Could you reproduce the data below word for word, from the line with "Each instance of the red" through the line with "pixel 219 97", leaving out the pictures?

[Named-object pointing data]
★ ★ ★ ★ ★
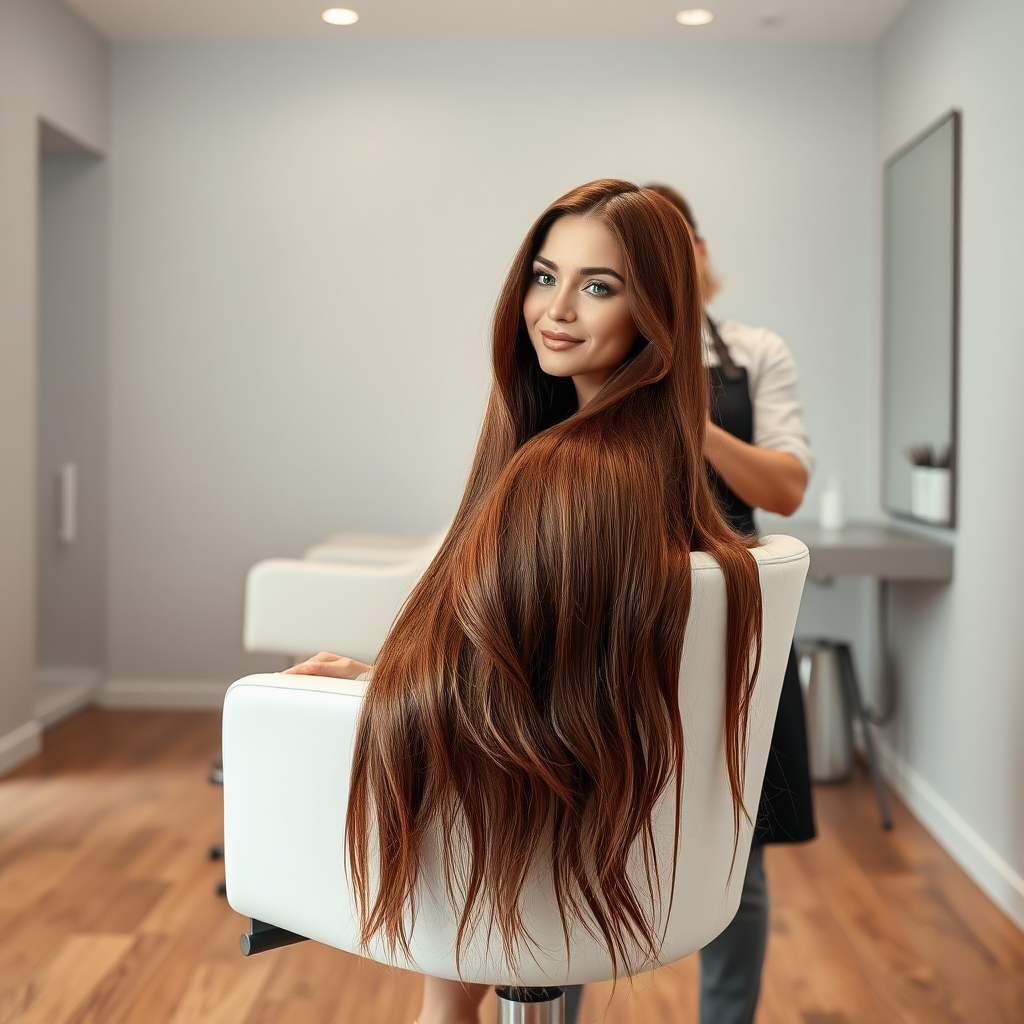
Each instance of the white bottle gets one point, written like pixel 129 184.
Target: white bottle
pixel 830 513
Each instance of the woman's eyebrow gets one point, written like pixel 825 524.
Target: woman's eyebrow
pixel 584 270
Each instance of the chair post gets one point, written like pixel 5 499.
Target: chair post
pixel 530 1006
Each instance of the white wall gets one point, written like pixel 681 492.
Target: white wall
pixel 73 335
pixel 956 750
pixel 51 66
pixel 308 240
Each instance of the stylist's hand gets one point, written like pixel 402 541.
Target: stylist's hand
pixel 326 664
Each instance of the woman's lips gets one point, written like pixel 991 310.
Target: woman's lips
pixel 559 342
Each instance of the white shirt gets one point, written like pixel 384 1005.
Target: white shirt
pixel 774 387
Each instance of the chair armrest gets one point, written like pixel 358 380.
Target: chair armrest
pixel 299 607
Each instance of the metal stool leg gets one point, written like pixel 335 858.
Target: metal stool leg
pixel 530 1006
pixel 849 677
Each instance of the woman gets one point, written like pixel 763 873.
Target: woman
pixel 531 677
pixel 760 456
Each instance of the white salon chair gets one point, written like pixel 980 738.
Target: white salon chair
pixel 288 750
pixel 375 549
pixel 342 596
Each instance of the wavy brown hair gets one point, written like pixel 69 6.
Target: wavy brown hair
pixel 526 695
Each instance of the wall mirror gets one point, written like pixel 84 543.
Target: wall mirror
pixel 921 228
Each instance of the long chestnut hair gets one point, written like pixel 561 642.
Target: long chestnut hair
pixel 526 696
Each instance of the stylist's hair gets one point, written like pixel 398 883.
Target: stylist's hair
pixel 526 697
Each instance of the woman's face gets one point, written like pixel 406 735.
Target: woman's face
pixel 576 308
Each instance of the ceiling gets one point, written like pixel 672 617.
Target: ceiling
pixel 800 20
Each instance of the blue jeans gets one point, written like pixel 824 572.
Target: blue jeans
pixel 730 965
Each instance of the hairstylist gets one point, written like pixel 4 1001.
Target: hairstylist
pixel 760 459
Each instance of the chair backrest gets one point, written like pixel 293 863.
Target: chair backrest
pixel 288 751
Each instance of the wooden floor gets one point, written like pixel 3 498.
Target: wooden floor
pixel 108 913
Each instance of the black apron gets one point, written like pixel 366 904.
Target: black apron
pixel 786 812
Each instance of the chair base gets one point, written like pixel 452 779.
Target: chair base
pixel 530 1006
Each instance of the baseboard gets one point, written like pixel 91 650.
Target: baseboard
pixel 62 692
pixel 196 694
pixel 1003 885
pixel 19 744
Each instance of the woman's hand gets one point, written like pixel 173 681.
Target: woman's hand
pixel 326 664
pixel 763 478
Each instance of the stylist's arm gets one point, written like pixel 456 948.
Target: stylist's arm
pixel 764 479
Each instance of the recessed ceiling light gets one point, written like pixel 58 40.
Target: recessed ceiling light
pixel 694 15
pixel 340 15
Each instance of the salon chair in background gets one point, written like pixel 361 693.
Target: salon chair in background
pixel 288 750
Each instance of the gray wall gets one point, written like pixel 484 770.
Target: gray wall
pixel 956 750
pixel 51 66
pixel 74 264
pixel 308 241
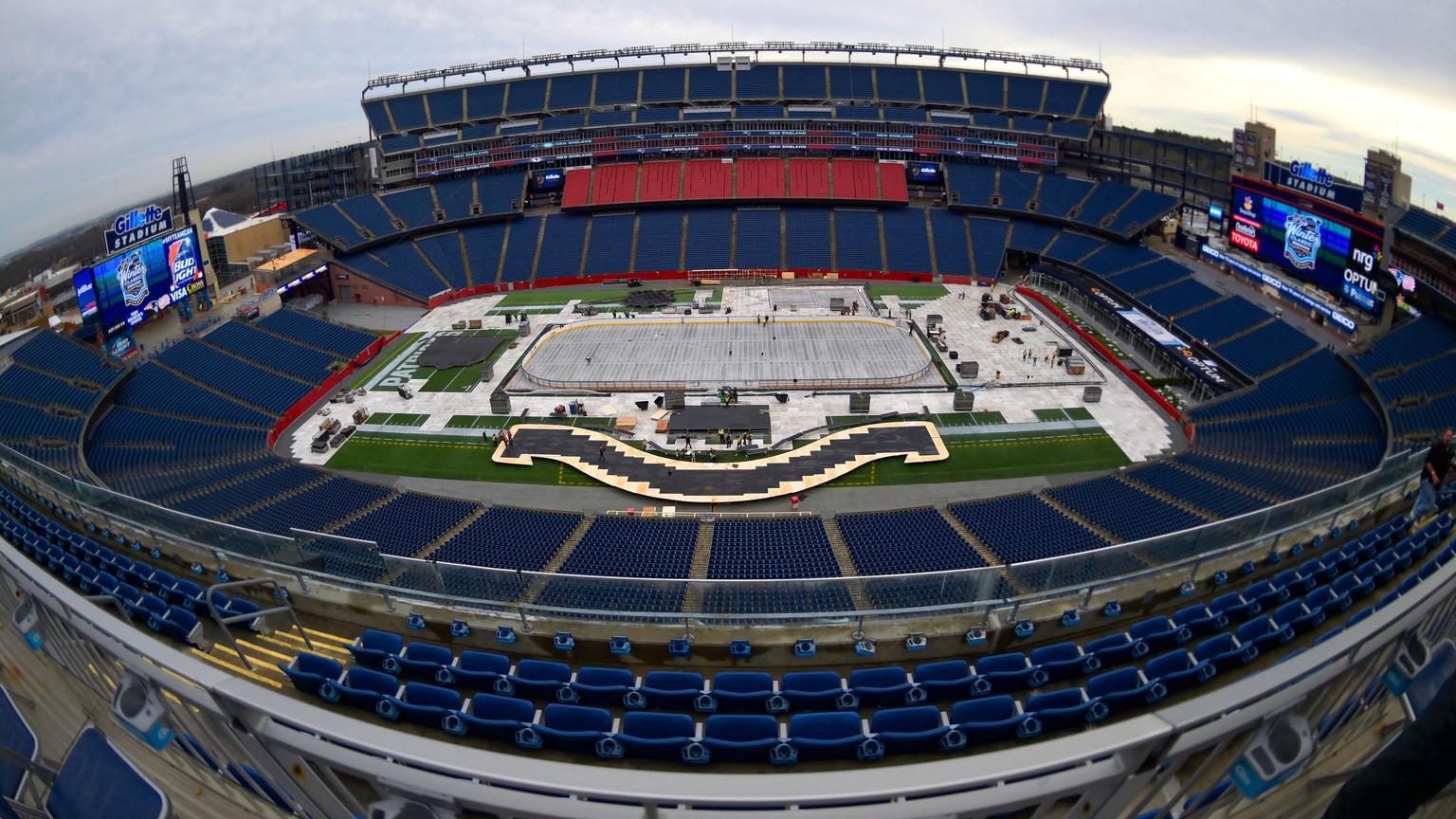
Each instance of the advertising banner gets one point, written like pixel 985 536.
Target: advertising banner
pixel 141 282
pixel 1320 251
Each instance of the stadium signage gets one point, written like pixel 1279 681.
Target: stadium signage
pixel 1317 182
pixel 137 227
pixel 401 373
pixel 1301 239
pixel 1284 289
pixel 86 296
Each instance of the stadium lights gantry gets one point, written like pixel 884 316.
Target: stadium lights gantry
pixel 616 54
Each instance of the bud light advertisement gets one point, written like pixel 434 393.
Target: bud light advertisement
pixel 141 282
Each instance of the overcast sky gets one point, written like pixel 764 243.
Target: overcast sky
pixel 100 98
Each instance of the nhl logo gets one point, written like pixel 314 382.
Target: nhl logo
pixel 1301 239
pixel 132 276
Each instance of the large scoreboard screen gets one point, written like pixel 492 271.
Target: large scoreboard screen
pixel 1330 255
pixel 136 284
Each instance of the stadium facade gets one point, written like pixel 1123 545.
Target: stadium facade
pixel 1268 574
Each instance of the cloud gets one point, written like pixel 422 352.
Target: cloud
pixel 100 98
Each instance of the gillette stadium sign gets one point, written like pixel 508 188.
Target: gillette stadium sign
pixel 1315 182
pixel 137 227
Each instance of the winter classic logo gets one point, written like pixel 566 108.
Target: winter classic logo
pixel 1301 239
pixel 132 276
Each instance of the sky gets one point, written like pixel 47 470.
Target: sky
pixel 100 100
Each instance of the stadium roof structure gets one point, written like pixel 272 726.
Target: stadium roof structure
pixel 730 48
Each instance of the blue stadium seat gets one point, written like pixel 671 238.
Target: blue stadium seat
pixel 944 680
pixel 997 674
pixel 491 716
pixel 567 727
pixel 834 735
pixel 882 686
pixel 992 719
pixel 662 689
pixel 475 669
pixel 1225 651
pixel 420 661
pixel 98 780
pixel 421 702
pixel 655 735
pixel 815 691
pixel 1178 669
pixel 744 693
pixel 1065 708
pixel 1065 661
pixel 535 680
pixel 1124 688
pixel 740 737
pixel 373 647
pixel 309 672
pixel 361 688
pixel 916 729
pixel 1116 648
pixel 599 685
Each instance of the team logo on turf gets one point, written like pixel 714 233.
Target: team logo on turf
pixel 1301 239
pixel 132 276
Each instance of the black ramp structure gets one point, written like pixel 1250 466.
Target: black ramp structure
pixel 734 418
pixel 447 352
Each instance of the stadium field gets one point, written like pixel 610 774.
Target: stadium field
pixel 973 458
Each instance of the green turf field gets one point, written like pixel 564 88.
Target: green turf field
pixel 906 292
pixel 605 295
pixel 983 458
pixel 398 418
pixel 972 458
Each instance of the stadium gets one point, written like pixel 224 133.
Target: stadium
pixel 792 411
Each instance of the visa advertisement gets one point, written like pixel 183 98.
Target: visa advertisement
pixel 1314 248
pixel 141 282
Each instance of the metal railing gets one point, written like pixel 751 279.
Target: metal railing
pixel 328 765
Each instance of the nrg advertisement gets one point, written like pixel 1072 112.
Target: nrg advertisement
pixel 141 282
pixel 1317 249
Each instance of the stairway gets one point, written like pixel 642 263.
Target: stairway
pixel 702 555
pixel 445 538
pixel 556 560
pixel 1067 510
pixel 358 513
pixel 245 510
pixel 1179 503
pixel 846 564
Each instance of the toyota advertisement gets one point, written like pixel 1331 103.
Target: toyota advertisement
pixel 138 283
pixel 1314 248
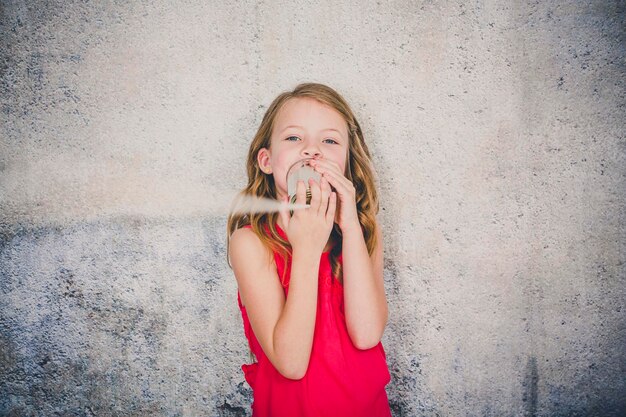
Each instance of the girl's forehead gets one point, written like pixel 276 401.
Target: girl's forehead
pixel 304 110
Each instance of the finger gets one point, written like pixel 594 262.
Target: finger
pixel 332 207
pixel 284 212
pixel 340 184
pixel 315 194
pixel 300 192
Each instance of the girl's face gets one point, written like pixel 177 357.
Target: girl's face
pixel 304 128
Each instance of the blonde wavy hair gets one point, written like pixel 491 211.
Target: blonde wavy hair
pixel 359 170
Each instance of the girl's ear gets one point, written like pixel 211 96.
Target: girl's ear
pixel 263 159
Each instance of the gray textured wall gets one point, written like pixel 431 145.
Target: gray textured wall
pixel 498 132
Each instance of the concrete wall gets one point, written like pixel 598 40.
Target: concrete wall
pixel 497 129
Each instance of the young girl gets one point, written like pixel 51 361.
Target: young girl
pixel 311 288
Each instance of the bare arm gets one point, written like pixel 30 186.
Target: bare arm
pixel 364 292
pixel 284 326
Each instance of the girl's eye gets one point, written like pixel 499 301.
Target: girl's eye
pixel 290 137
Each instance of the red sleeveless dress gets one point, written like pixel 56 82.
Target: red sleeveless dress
pixel 341 380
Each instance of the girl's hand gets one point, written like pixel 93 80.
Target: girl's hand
pixel 347 216
pixel 309 228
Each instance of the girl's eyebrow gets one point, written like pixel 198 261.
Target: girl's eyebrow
pixel 300 127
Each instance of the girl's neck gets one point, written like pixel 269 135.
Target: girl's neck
pixel 328 246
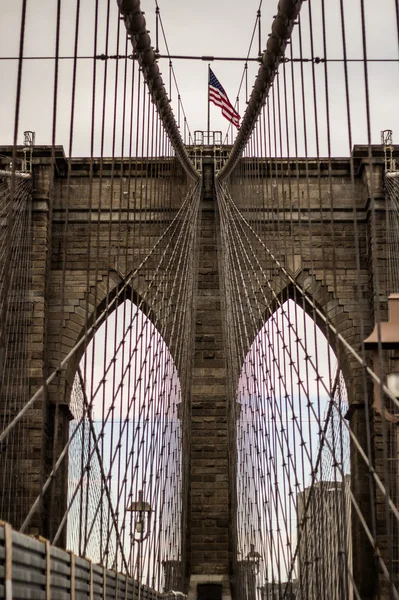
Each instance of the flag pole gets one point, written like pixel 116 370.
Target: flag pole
pixel 209 112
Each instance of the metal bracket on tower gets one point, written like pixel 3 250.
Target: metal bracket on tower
pixel 386 141
pixel 29 142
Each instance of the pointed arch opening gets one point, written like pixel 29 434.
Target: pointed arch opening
pixel 124 480
pixel 293 463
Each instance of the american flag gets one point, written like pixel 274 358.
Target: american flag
pixel 219 97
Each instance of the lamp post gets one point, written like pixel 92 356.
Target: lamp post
pixel 253 564
pixel 142 512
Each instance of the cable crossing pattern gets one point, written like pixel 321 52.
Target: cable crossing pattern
pixel 199 342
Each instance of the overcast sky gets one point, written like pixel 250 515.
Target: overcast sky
pixel 221 28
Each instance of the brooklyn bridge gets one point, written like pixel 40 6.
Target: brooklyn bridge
pixel 199 325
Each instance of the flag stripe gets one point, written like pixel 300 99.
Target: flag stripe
pixel 218 96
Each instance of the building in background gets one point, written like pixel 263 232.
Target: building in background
pixel 325 541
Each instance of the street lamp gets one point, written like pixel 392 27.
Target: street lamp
pixel 254 559
pixel 142 514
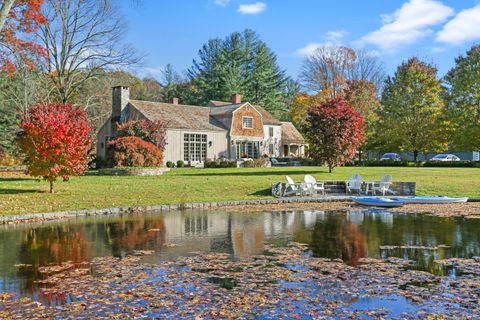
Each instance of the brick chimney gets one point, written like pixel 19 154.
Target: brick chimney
pixel 236 98
pixel 120 98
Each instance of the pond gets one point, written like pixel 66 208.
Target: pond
pixel 350 236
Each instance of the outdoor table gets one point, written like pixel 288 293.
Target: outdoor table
pixel 369 186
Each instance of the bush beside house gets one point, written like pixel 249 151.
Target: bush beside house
pixel 139 144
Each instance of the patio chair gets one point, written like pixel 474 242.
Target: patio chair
pixel 314 185
pixel 293 188
pixel 355 183
pixel 277 163
pixel 383 186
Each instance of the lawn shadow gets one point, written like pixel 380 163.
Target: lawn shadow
pixel 253 173
pixel 19 191
pixel 16 179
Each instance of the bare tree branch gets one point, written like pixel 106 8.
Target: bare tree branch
pixel 83 37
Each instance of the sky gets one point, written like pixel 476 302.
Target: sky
pixel 172 31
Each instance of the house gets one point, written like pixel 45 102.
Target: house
pixel 230 130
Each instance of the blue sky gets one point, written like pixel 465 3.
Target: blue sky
pixel 172 31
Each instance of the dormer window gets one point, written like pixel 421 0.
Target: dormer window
pixel 247 122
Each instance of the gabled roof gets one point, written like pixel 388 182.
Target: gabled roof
pixel 177 116
pixel 290 134
pixel 214 103
pixel 222 107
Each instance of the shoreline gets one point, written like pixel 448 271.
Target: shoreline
pixel 466 210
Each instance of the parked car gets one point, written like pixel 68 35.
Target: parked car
pixel 391 157
pixel 445 157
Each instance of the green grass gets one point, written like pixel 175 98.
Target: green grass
pixel 20 194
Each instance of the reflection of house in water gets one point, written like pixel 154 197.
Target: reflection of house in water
pixel 240 234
★ ★ ★ ★ ★
Output of the task:
Each instance of the red sleeveless dress gets one point, written like pixel 56 82.
Target: red sleeveless dress
pixel 341 380
Each instance of the girl's hand gets one point, written like pixel 93 80.
Target: girl's hand
pixel 347 216
pixel 309 228
Each instance of the girl's eyebrow gets one point, written like pixel 198 261.
Target: girl's eyebrow
pixel 300 127
Each instance of the girl's neck gets one point, written like pixel 269 135.
Target: girl's neck
pixel 328 246
Each instance of the flag pole gets one point, written like pixel 116 370.
Target: flag pole
pixel 209 112
Each instance of the metal bracket on tower gets one point, written like pixel 3 250.
Target: metal bracket on tower
pixel 386 141
pixel 29 142
Each instance of the pointed arch opening gets one point, written like pixel 29 434.
Target: pointed arch opening
pixel 124 480
pixel 293 463
Each instance of the american flag gets one point, written like pixel 274 358.
Target: american flag
pixel 219 97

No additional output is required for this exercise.